--- CZEGO OCZEKUJEMY ---
Podaj każdy wiersz poniższych danych, w którym występuje słowo „written”, przepisując go w całości. Wielkość liter ma znaczenie.

--- WYBRANE DANE ---
▼

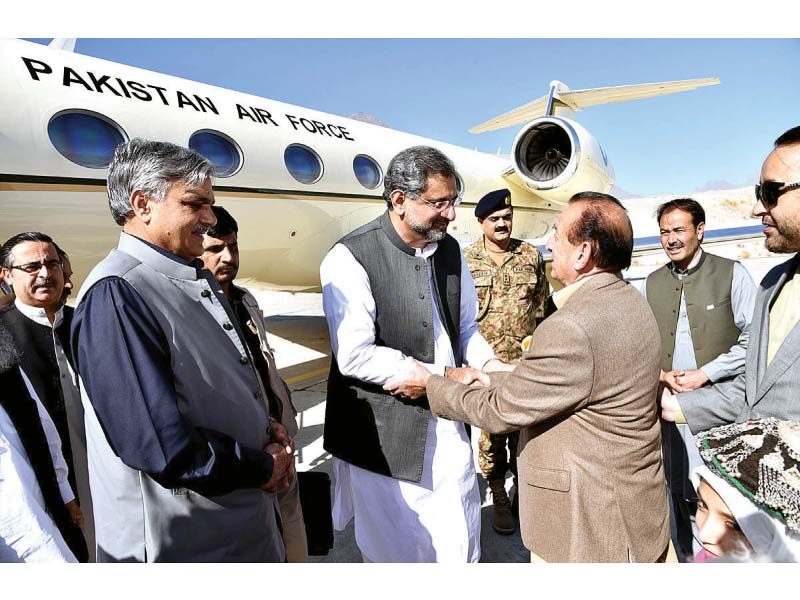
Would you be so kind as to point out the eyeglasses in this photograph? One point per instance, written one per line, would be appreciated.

▲
▼

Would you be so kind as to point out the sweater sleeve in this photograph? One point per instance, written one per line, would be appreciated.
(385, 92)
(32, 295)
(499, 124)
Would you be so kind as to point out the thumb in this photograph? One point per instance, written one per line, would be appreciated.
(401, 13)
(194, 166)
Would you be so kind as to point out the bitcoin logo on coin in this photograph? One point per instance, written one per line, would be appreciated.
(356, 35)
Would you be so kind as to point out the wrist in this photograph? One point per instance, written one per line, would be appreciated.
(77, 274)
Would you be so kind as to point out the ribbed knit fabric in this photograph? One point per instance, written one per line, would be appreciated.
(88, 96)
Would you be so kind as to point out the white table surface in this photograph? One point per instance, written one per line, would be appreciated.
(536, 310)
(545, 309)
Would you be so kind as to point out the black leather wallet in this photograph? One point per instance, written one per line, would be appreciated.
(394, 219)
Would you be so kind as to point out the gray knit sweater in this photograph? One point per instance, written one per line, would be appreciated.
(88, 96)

▲

--- WYNIK ĆWICZENIA ---
Would you be so kind as to point out the eyeglasses in this photograph? One point per instance, written one per line, would be appreciated.
Would you be so kind as to point out the sweater sleeve in this photograph? One point per instance, written one per line, would be appreciated.
Would you be so kind as to point out the thumb in this photograph? One point per instance, written one per line, would be appreciated.
Would you be so kind as to point out the bitcoin logo on coin in this photograph? One point per instance, written one per line, would be appreciated.
Would you be so kind as to point out the wrist in this photograph? One point per instance, written one per line, would be appreciated.
Would you be so kind as to point out the ribbed knit fabric in this photograph? One point per instance, written one per line, would be appreciated.
Would you be so kind as to point out the white table surface in this photograph? One point per instance, written one per line, would be appreciated.
Would you be so kind as to point out the black leather wallet in this photograph? One point per instance, written one per line, would be appreciated.
Would you be so kind as to point out the gray knit sweater in this photograph? One point per instance, written one per line, would be appreciated.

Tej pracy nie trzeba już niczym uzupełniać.